→ **WORKING DATA**
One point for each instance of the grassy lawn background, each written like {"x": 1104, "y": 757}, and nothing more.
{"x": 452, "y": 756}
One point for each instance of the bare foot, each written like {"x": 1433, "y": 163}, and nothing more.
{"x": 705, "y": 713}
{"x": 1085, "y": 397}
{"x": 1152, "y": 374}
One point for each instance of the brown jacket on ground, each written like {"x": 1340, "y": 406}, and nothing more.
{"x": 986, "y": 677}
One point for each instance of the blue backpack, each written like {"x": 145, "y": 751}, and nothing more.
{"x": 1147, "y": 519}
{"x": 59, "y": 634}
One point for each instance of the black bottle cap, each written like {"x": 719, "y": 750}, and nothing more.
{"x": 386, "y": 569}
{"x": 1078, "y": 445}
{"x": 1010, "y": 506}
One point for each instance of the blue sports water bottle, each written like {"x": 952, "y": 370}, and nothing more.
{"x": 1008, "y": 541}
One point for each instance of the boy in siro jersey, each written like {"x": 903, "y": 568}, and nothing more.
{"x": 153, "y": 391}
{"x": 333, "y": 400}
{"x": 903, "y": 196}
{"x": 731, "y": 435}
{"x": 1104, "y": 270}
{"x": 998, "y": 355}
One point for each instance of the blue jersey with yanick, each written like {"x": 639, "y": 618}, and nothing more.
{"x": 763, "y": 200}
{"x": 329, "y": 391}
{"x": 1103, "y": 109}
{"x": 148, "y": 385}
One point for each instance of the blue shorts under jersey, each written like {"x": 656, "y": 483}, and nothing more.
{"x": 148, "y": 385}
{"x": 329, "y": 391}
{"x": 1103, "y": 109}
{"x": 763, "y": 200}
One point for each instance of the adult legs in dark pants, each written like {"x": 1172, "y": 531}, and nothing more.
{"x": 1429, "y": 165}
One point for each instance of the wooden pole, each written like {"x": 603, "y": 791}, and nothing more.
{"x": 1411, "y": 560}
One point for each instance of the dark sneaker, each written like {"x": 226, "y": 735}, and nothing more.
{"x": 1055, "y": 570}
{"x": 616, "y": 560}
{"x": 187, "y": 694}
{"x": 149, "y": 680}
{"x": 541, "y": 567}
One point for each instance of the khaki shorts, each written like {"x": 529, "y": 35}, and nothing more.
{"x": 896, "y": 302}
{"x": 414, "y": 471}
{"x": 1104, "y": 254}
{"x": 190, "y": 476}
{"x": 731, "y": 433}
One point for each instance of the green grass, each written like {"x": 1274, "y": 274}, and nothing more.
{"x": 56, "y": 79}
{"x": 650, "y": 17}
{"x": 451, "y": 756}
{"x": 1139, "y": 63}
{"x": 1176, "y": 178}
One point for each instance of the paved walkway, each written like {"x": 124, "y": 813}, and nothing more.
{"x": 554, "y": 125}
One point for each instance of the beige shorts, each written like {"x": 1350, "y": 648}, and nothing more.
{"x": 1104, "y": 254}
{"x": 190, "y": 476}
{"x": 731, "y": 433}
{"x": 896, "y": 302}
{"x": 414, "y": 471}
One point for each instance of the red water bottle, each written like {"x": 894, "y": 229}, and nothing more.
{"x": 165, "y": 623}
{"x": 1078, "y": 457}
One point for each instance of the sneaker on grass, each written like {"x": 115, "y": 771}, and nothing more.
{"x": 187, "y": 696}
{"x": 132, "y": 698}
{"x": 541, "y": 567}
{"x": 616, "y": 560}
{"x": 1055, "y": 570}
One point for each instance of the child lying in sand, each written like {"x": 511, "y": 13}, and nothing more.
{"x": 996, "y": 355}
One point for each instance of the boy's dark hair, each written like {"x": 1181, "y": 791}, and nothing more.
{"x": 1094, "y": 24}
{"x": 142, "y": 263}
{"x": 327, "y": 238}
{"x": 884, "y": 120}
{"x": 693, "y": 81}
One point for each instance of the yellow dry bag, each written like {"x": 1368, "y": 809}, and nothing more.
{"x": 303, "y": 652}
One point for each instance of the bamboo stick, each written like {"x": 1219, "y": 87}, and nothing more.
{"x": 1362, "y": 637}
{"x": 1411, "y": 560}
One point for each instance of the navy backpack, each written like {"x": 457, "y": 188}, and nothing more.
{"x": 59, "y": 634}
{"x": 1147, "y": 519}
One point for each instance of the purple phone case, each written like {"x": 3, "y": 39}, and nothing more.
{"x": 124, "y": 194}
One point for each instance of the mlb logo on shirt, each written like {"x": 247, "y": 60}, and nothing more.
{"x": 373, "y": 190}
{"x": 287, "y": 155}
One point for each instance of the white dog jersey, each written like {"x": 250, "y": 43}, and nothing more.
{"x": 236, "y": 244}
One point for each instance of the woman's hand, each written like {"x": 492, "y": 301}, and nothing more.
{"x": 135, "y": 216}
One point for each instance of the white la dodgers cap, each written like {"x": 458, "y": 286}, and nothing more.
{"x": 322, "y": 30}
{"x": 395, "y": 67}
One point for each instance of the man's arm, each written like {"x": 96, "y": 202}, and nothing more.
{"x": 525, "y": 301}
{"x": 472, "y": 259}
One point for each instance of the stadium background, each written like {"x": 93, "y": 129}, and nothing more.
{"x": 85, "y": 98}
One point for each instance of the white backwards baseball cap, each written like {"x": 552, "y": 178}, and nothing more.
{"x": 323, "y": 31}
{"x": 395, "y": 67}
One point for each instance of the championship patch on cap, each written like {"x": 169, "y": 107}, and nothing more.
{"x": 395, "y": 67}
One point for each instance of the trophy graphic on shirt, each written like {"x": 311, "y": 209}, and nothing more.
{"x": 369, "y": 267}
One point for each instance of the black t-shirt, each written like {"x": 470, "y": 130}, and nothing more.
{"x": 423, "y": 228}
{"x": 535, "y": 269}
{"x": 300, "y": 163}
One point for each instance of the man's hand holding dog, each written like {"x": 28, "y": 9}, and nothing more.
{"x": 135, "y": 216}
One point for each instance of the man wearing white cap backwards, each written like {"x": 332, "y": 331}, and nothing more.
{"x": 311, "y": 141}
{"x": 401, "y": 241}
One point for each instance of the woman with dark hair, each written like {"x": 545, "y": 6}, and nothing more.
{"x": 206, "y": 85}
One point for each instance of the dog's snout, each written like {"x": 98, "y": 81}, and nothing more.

→ **TASK DIRECTIONS**
Convert every line of the records above into a JSON list of strings, one string per line, and leave out any blank lines.

→ **ANSWER TO THIS TASK**
[
  "One point for each instance of the grassy lawn background, each written like {\"x\": 1104, \"y\": 757}, and nothing more.",
  "{\"x\": 452, \"y\": 756}",
  "One point for each instance of the bare foot, each written like {\"x\": 1433, \"y\": 163}, and nothing more.",
  "{\"x\": 705, \"y\": 713}",
  "{\"x\": 1085, \"y\": 397}",
  "{\"x\": 1152, \"y\": 374}",
  "One point for each instance of the brown jacket on ground, each written like {\"x\": 1340, \"y\": 406}, and nothing more.",
  "{\"x\": 986, \"y\": 677}",
  "One point for each instance of the blue backpack, each written like {\"x\": 145, \"y\": 751}, and nothing more.",
  "{\"x\": 1147, \"y\": 519}",
  "{\"x\": 59, \"y\": 634}",
  "One point for each instance of the black bottle cap, each written like {\"x\": 719, \"y\": 750}, and nothing more.",
  "{\"x\": 386, \"y\": 569}",
  "{\"x\": 1078, \"y\": 445}",
  "{\"x\": 1010, \"y\": 506}",
  "One point for each instance of the blue sports water bottle, each written like {\"x\": 952, \"y\": 370}, and nothing more.",
  "{\"x\": 1008, \"y\": 541}",
  "One point for each instance of the boy in siro jersey, each written like {\"x\": 903, \"y\": 568}, and nothing more.",
  "{\"x\": 153, \"y\": 391}",
  "{\"x\": 333, \"y\": 400}",
  "{\"x\": 903, \"y\": 196}",
  "{\"x\": 731, \"y\": 435}",
  "{\"x\": 1104, \"y\": 270}",
  "{\"x\": 998, \"y\": 355}",
  "One point for each instance of the blue jersey with yanick, each written like {\"x\": 639, \"y\": 618}, and nothing more.",
  "{\"x\": 763, \"y\": 200}",
  "{\"x\": 329, \"y\": 391}",
  "{\"x\": 1103, \"y\": 109}",
  "{\"x\": 148, \"y\": 385}",
  "One point for each instance of the blue shorts under jersey, each written like {\"x\": 656, \"y\": 483}, and nothing more.",
  "{\"x\": 148, \"y\": 385}",
  "{\"x\": 329, \"y\": 391}",
  "{\"x\": 1103, \"y\": 109}",
  "{\"x\": 763, \"y\": 200}",
  "One point for each instance of the adult legs in dark pants, each written like {\"x\": 1172, \"y\": 531}, and nothing more.",
  "{\"x\": 1429, \"y\": 165}",
  "One point for each instance of the wooden pole, each written like {\"x\": 603, \"y\": 791}, and nothing more.",
  "{\"x\": 1411, \"y\": 560}",
  "One point for each instance of the dark sneaker, each written like {\"x\": 226, \"y\": 735}, and nothing more.",
  "{\"x\": 1055, \"y\": 570}",
  "{\"x\": 616, \"y\": 560}",
  "{\"x\": 187, \"y\": 694}",
  "{\"x\": 149, \"y\": 680}",
  "{\"x\": 541, \"y\": 567}",
  "One point for each instance of the khaki shorts, each written like {\"x\": 529, \"y\": 35}, and nothing more.",
  "{\"x\": 896, \"y\": 302}",
  "{\"x\": 414, \"y\": 471}",
  "{\"x\": 1104, \"y\": 254}",
  "{\"x\": 190, \"y\": 476}",
  "{\"x\": 731, \"y\": 433}",
  "One point for each instance of the green grass, each written like {\"x\": 1274, \"y\": 274}, and nothing more.",
  "{\"x\": 56, \"y\": 79}",
  "{\"x\": 650, \"y\": 17}",
  "{\"x\": 451, \"y\": 756}",
  "{\"x\": 1139, \"y\": 63}",
  "{\"x\": 1176, \"y\": 178}",
  "One point for each instance of the paved walkway, each written like {\"x\": 124, \"y\": 813}, and nothing more.",
  "{\"x\": 554, \"y\": 125}",
  "One point for each instance of the beige shorts, each written like {\"x\": 1350, \"y\": 648}, and nothing more.",
  "{\"x\": 1104, \"y\": 254}",
  "{\"x\": 190, \"y\": 476}",
  "{\"x\": 731, \"y\": 433}",
  "{\"x\": 896, \"y\": 302}",
  "{\"x\": 414, \"y\": 471}",
  "One point for each instance of the red water bottle, each written like {\"x\": 894, \"y\": 229}, and nothing more.",
  "{\"x\": 165, \"y\": 623}",
  "{\"x\": 1078, \"y\": 457}",
  "One point for each instance of the sneaker on grass, each written like {\"x\": 115, \"y\": 771}, and nothing more.",
  "{\"x\": 187, \"y\": 696}",
  "{\"x\": 132, \"y\": 698}",
  "{\"x\": 541, \"y\": 567}",
  "{\"x\": 616, \"y\": 560}",
  "{\"x\": 1055, \"y\": 570}",
  "One point for each instance of the child lying in sand, each written like {\"x\": 511, \"y\": 13}, and nothing more.",
  "{\"x\": 996, \"y\": 355}",
  "One point for each instance of the boy's dark hair, each written like {\"x\": 1181, \"y\": 791}, and nothing more.",
  "{\"x\": 1094, \"y\": 24}",
  "{\"x\": 142, \"y\": 263}",
  "{\"x\": 327, \"y\": 238}",
  "{\"x\": 884, \"y\": 120}",
  "{\"x\": 693, \"y\": 81}",
  "One point for each instance of the yellow dry bag, each written like {\"x\": 1368, \"y\": 809}, and nothing more.",
  "{\"x\": 303, \"y\": 652}",
  "One point for each instance of the bamboo stick, each written like {\"x\": 1219, \"y\": 87}, and nothing more.",
  "{\"x\": 1362, \"y\": 637}",
  "{\"x\": 1411, \"y\": 560}",
  "One point for each instance of the navy backpack, each written like {\"x\": 457, \"y\": 188}, and nothing more.",
  "{\"x\": 59, \"y\": 634}",
  "{\"x\": 1147, \"y\": 519}",
  "One point for each instance of the purple phone case, each written like {\"x\": 3, \"y\": 39}, and nothing more.",
  "{\"x\": 124, \"y\": 194}",
  "One point for each instance of the mlb logo on shirt, each written like {\"x\": 247, \"y\": 60}, and nothing more.",
  "{\"x\": 373, \"y\": 190}",
  "{\"x\": 287, \"y\": 155}",
  "One point for each instance of the white dog jersey, each written like {\"x\": 250, \"y\": 43}, and nothing more.",
  "{\"x\": 236, \"y\": 244}",
  "One point for each instance of the woman's hand, each written like {\"x\": 492, \"y\": 301}, and nothing more.",
  "{\"x\": 135, \"y\": 216}",
  "One point for each instance of the white la dodgers cap, each written like {\"x\": 458, \"y\": 286}, and nothing more.",
  "{\"x\": 322, \"y\": 30}",
  "{\"x\": 395, \"y\": 67}",
  "One point for each instance of the man's arm, each written like {\"x\": 96, \"y\": 202}, and nothing more.",
  "{\"x\": 525, \"y\": 301}",
  "{\"x\": 472, \"y\": 259}",
  "One point for each instance of the stadium background, each written like {\"x\": 93, \"y\": 129}, and nothing more.",
  "{\"x\": 85, \"y\": 98}",
  "One point for each instance of the white backwards baseball cap, each written like {\"x\": 552, \"y\": 178}, and nothing more.",
  "{\"x\": 323, \"y\": 31}",
  "{\"x\": 395, \"y\": 67}",
  "One point for each instance of the championship patch on cap, each written like {\"x\": 169, \"y\": 107}, and nothing more.",
  "{\"x\": 395, \"y\": 67}",
  "One point for each instance of the trophy graphic on shirt, each written like {\"x\": 311, \"y\": 209}, and nothing more.",
  "{\"x\": 369, \"y\": 267}",
  "One point for each instance of the black t-shirt, each written like {\"x\": 470, \"y\": 130}, and nothing more.",
  "{\"x\": 423, \"y\": 228}",
  "{\"x\": 535, \"y\": 269}",
  "{\"x\": 300, \"y\": 163}",
  "One point for each instance of the man's hand holding dog, each written like {\"x\": 28, \"y\": 9}, and nothing more.",
  "{\"x\": 135, \"y\": 216}",
  "One point for each instance of the man wearing white cap backwards, each written like {\"x\": 332, \"y\": 331}, and nothing more.",
  "{\"x\": 311, \"y\": 141}",
  "{\"x\": 401, \"y\": 241}",
  "One point for each instance of the woman with dark hair, each written like {\"x\": 545, \"y\": 6}, and nothing more.",
  "{\"x\": 206, \"y\": 85}",
  "One point for each instance of the dog's snout, each written like {\"x\": 98, \"y\": 81}, and nothing more."
]